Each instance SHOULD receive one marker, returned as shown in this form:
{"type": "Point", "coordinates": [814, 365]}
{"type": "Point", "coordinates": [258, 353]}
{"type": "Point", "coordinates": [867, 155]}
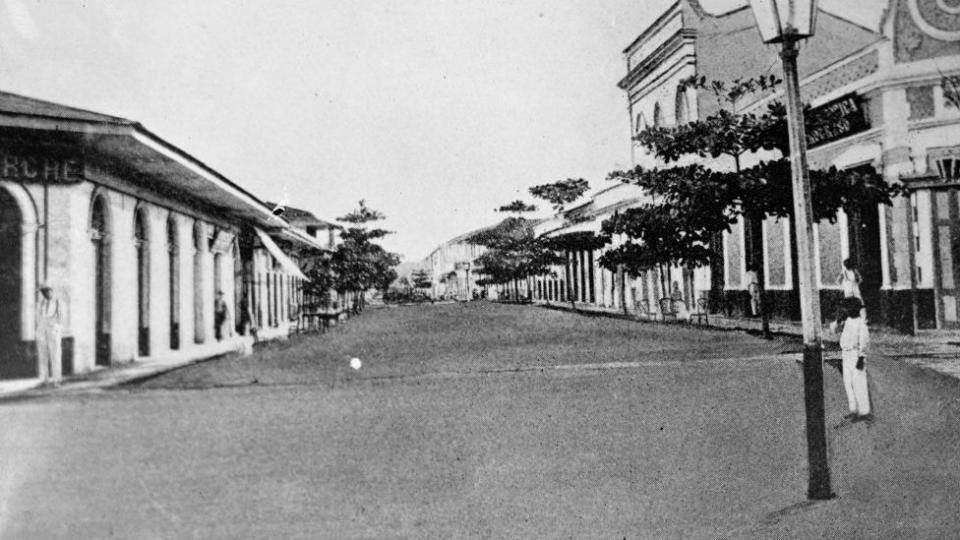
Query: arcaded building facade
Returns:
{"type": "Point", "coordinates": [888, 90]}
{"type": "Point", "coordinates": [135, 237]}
+===+
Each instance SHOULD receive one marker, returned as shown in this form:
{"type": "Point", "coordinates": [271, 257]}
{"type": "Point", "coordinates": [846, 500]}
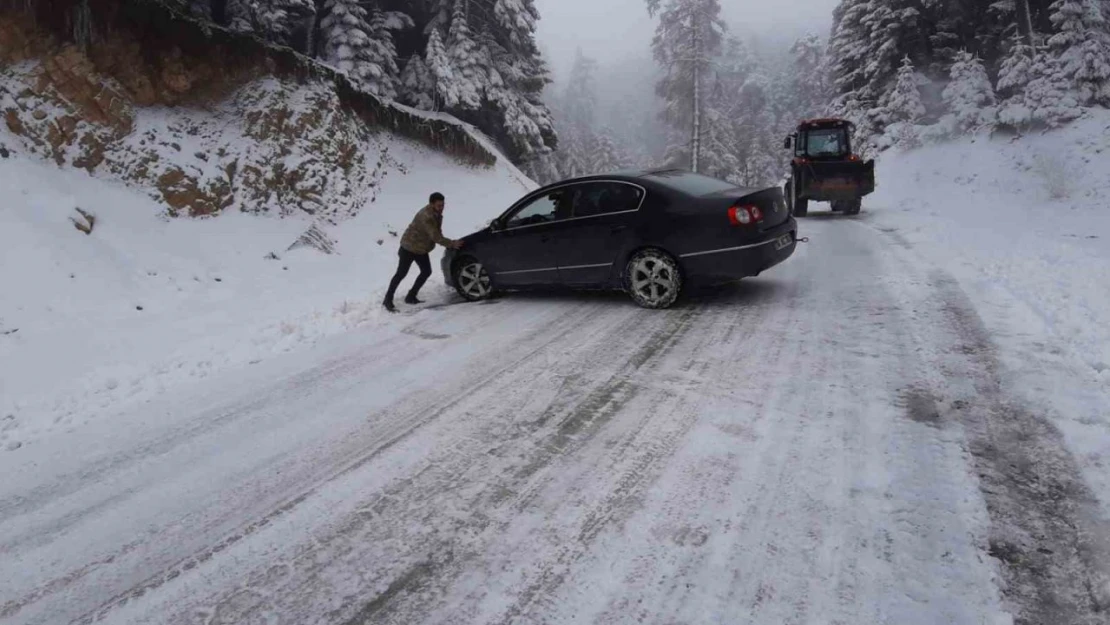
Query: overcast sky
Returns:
+===+
* **What you need to do**: Wherever the word "Query" appears in the entries above, copy that whole line.

* **Solution to this exercise**:
Query: arcaded building facade
Query: overcast sky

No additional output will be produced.